<<<<

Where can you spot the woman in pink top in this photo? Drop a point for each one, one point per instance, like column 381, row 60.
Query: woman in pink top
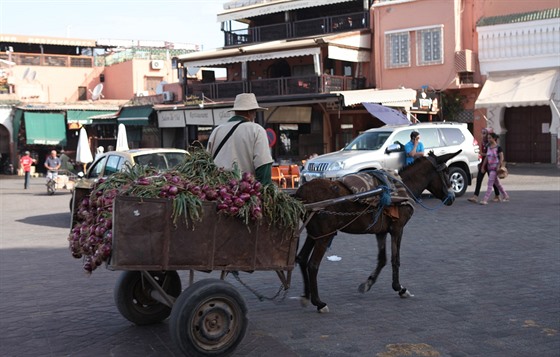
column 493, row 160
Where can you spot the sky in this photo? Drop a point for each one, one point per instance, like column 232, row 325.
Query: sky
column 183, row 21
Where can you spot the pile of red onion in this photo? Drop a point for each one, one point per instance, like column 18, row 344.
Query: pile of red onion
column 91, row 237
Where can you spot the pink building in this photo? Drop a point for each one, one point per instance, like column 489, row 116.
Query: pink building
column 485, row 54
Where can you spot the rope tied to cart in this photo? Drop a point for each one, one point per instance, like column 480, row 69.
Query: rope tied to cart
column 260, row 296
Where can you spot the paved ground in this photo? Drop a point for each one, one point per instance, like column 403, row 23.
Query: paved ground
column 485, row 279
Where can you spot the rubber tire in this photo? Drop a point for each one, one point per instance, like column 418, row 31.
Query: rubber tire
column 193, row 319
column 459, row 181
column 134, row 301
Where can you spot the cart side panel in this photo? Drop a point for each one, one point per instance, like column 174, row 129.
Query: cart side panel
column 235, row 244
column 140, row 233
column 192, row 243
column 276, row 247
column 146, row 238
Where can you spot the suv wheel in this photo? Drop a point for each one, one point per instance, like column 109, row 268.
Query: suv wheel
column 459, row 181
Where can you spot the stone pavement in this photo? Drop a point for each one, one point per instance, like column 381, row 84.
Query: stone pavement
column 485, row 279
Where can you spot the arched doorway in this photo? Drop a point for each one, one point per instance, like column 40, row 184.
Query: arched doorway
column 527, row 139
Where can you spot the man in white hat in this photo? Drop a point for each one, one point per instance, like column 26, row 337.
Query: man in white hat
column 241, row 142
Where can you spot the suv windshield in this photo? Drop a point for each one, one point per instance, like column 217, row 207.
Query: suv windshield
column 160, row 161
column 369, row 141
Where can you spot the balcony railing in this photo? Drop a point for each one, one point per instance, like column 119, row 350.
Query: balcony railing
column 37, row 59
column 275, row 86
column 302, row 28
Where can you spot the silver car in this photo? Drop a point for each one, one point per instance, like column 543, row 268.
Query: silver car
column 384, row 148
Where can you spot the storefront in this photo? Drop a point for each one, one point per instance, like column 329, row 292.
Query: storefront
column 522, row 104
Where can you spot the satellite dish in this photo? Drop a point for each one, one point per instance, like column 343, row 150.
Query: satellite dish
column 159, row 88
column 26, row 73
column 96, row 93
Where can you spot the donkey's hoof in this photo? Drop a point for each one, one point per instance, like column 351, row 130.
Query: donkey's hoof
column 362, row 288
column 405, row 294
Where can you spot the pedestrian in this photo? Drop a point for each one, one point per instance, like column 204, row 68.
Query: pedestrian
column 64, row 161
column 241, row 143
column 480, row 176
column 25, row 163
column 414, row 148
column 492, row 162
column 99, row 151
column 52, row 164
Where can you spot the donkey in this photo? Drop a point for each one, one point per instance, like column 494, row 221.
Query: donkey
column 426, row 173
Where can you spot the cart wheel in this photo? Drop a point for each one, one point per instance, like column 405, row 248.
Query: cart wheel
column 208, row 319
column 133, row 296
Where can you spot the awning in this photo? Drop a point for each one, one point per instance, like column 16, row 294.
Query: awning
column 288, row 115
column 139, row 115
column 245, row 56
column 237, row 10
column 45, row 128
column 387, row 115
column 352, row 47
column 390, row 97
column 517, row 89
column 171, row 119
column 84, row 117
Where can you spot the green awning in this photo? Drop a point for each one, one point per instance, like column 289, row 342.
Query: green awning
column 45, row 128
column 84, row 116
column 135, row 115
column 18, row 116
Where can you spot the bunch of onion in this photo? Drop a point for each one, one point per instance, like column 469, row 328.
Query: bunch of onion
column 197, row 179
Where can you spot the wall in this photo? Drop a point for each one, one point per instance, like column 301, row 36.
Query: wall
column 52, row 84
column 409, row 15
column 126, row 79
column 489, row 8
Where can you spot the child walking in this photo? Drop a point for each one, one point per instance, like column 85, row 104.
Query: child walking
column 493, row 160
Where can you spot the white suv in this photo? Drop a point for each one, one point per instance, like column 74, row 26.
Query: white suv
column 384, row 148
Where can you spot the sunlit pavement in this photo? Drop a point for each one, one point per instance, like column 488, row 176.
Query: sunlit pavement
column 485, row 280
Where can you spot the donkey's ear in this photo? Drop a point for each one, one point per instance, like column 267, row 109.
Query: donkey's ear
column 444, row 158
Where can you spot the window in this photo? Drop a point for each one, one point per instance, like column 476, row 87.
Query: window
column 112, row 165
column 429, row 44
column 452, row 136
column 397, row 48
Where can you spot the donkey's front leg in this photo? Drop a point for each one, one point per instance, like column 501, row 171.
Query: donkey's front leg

>>>>

INSTRUCTIONS FOR THE TASK -> Update the data from the line containing "Where can you spot the suv wheel" through the line containing "column 527, row 139", replacing "stone pavement" with "cobblestone pavement" and leaving everything else unchanged. Return only those lines.

RESULT ->
Where can you spot the suv wheel in this photo? Drop a point for each one, one point per instance, like column 109, row 268.
Query: suv wheel
column 459, row 181
Where can you spot the cobblestone pavement in this photo? Drop a point for each one, one point per instance, like column 381, row 84.
Query: cobblestone pavement
column 485, row 279
Where can you spot the arched doorway in this photo? Drop a point for each one, one point per instance, like column 40, row 184.
Query: arched doorway
column 527, row 139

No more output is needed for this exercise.